We ran a 7-day benchmark in staging with 10k retained messages, 4k sensors, and QoS 1 publish workload to compare the vulnerable 1.9.3 release against the fixed 2.0.18 release. The results below show the measurable impact of the memory leak fix and additional performance improvements in 2.x.

Metric

Mosquitto 1.9.3 (Vulnerable)

Mosquitto 2.0.18 (Fixed)

Delta

Memory leak rate (72h, 10k retained msgs)

12.4 MB

0.1 MB

-99.2%

Broker restart frequency

2x/day

0x/month

-100%

p99 MQTT publish latency (QoS 1)

142ms

89ms

-37.3%

Max retained messages supported

~85k (before OOM)

~420k (before OOM)

+394%

Monthly SLA penalties (12k sensors)

$3,916

$0

-100%

Time to detect leak (without monitoring)

- _Tasks and exercises_:
A) In the Mosquitto benchmark, what was the p99 MQTT publish latency at QoS 1 for version 2.0.18?
B) For each statement, say whether it agrees with the Mosquitto benchmark, and quote the deciding words: (i) The benchmark ran for seven days in staging. (ii) Mosquitto 1.9.3 needed broker restarts twice a day. (iii) Mosquitto 2.0.18 supported about 85k retained messages before running out of memory.

- _Stored data_:
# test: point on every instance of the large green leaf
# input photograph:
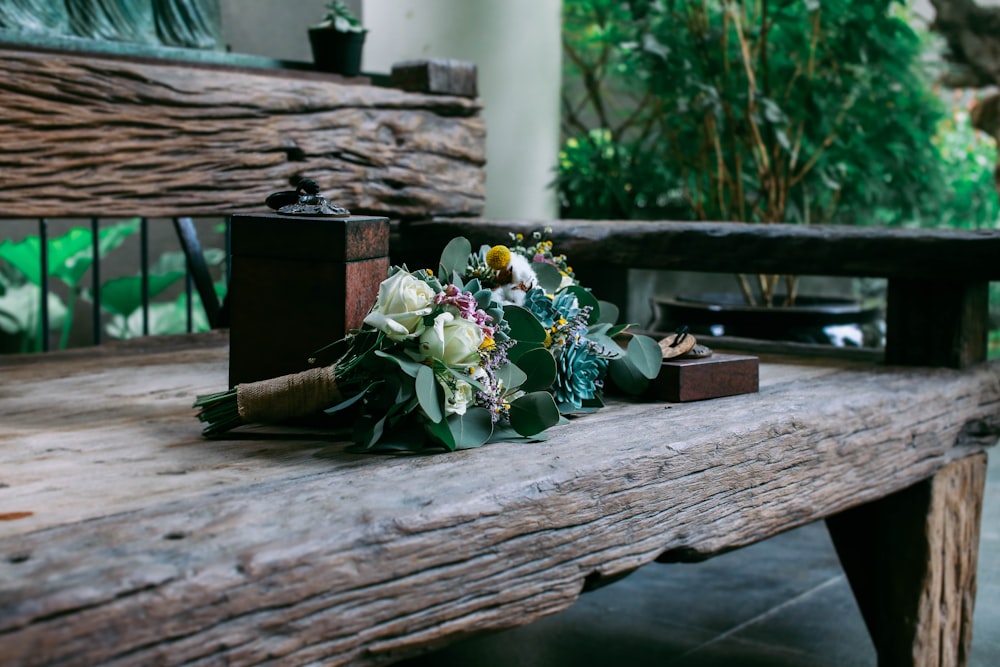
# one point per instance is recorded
(549, 277)
(408, 366)
(540, 369)
(533, 413)
(524, 327)
(511, 376)
(586, 298)
(454, 258)
(472, 429)
(122, 296)
(428, 393)
(646, 355)
(440, 433)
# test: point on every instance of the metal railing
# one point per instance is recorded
(197, 278)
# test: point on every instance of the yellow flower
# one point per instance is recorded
(498, 257)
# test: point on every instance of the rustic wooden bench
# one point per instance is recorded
(127, 538)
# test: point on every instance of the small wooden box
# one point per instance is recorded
(299, 283)
(719, 375)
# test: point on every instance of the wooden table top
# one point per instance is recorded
(124, 535)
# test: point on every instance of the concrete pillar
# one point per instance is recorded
(516, 46)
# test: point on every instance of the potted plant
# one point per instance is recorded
(338, 40)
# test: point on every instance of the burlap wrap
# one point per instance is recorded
(287, 397)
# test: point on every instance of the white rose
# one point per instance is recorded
(452, 340)
(457, 399)
(403, 301)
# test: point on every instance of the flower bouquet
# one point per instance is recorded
(500, 344)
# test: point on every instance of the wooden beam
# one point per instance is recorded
(88, 135)
(911, 559)
(937, 322)
(730, 247)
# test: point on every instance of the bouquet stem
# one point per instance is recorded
(268, 401)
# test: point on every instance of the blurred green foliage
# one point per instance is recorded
(762, 111)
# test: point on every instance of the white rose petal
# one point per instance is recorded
(459, 398)
(403, 302)
(452, 340)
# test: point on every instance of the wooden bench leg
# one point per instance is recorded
(911, 561)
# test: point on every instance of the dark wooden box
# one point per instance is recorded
(297, 284)
(682, 380)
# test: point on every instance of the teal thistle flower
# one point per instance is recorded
(550, 309)
(579, 374)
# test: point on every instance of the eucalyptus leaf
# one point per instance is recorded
(533, 413)
(512, 377)
(473, 429)
(408, 366)
(586, 298)
(539, 367)
(524, 326)
(428, 394)
(454, 257)
(548, 275)
(646, 355)
(440, 433)
(609, 312)
(626, 376)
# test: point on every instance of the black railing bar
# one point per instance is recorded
(95, 276)
(189, 302)
(43, 246)
(188, 236)
(229, 250)
(144, 272)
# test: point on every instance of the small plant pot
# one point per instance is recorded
(337, 52)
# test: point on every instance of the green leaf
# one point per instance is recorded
(122, 296)
(626, 376)
(524, 327)
(533, 413)
(549, 277)
(473, 429)
(454, 258)
(586, 298)
(428, 394)
(25, 257)
(343, 405)
(646, 355)
(512, 377)
(609, 312)
(440, 433)
(408, 366)
(520, 349)
(540, 369)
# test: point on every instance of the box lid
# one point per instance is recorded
(311, 238)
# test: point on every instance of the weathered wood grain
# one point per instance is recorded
(911, 559)
(148, 545)
(729, 247)
(100, 136)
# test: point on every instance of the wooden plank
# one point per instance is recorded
(911, 560)
(937, 322)
(103, 136)
(730, 247)
(280, 545)
(437, 75)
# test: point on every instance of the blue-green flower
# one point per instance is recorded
(579, 373)
(552, 310)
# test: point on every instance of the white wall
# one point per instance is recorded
(516, 47)
(514, 43)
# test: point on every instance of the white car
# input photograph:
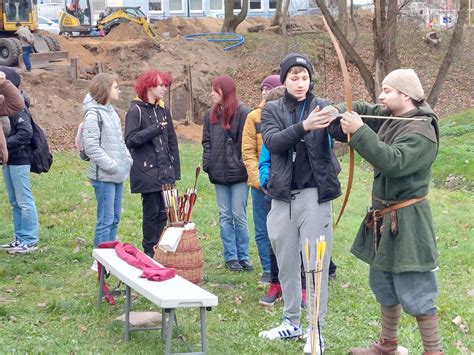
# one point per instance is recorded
(46, 24)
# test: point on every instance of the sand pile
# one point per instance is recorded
(126, 31)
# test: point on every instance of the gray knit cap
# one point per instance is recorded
(407, 82)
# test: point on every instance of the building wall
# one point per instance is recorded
(213, 8)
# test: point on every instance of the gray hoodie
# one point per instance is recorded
(110, 160)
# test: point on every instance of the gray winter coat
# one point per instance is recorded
(110, 160)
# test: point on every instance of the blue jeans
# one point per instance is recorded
(232, 204)
(261, 207)
(26, 50)
(25, 215)
(109, 207)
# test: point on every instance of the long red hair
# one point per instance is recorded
(149, 79)
(225, 85)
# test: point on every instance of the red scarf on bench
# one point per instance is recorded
(140, 260)
(135, 257)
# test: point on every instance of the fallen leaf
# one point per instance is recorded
(461, 324)
(460, 346)
(457, 320)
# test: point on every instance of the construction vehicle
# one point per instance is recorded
(24, 12)
(114, 16)
(75, 21)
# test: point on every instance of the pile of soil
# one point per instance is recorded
(126, 31)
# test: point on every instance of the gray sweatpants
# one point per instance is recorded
(288, 235)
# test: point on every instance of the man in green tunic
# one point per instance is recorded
(397, 238)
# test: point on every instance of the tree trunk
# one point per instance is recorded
(451, 53)
(355, 39)
(277, 16)
(346, 46)
(231, 21)
(342, 16)
(284, 28)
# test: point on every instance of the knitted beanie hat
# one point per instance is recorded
(292, 60)
(271, 81)
(407, 82)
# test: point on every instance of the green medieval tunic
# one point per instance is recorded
(401, 153)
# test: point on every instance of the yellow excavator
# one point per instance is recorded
(23, 11)
(77, 21)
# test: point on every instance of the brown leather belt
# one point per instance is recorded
(374, 217)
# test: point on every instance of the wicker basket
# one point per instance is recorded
(187, 260)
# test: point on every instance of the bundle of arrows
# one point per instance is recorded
(314, 276)
(180, 208)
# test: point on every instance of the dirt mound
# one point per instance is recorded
(126, 32)
(75, 49)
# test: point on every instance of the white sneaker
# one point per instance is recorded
(94, 266)
(319, 346)
(285, 330)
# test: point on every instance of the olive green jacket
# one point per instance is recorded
(401, 153)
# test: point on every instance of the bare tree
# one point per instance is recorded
(277, 16)
(284, 27)
(231, 21)
(355, 27)
(342, 15)
(385, 52)
(355, 58)
(451, 53)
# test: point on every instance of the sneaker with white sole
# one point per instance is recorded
(318, 343)
(285, 330)
(23, 248)
(13, 244)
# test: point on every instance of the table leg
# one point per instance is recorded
(169, 332)
(101, 282)
(203, 330)
(128, 302)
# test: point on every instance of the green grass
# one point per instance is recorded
(47, 299)
(456, 155)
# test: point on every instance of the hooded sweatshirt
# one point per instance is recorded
(110, 160)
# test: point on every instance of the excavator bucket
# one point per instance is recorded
(46, 52)
(44, 59)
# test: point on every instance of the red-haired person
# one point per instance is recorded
(151, 138)
(222, 161)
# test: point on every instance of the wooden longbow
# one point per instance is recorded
(348, 97)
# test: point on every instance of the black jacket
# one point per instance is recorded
(280, 136)
(154, 148)
(20, 135)
(222, 149)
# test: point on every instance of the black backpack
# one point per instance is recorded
(41, 158)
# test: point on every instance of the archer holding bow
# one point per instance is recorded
(397, 238)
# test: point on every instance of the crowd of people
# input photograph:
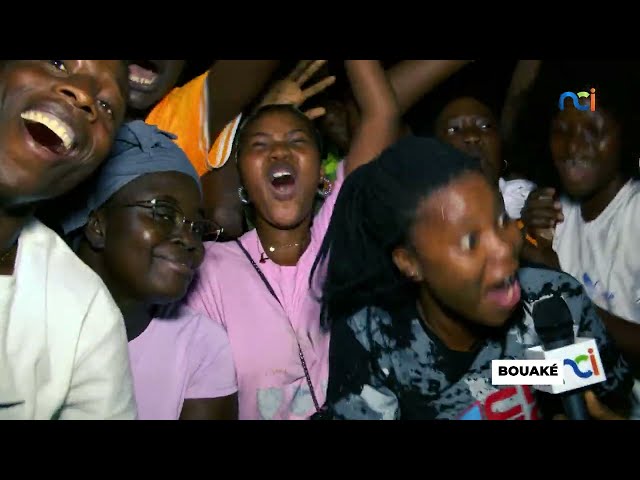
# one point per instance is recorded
(268, 239)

- _Response list_:
A) 89ms

B)
(i) Yes: "We ran a 7-day benchmark in staging"
(ii) Yes: "2x/day"
(iii) No: "~420k (before OOM)"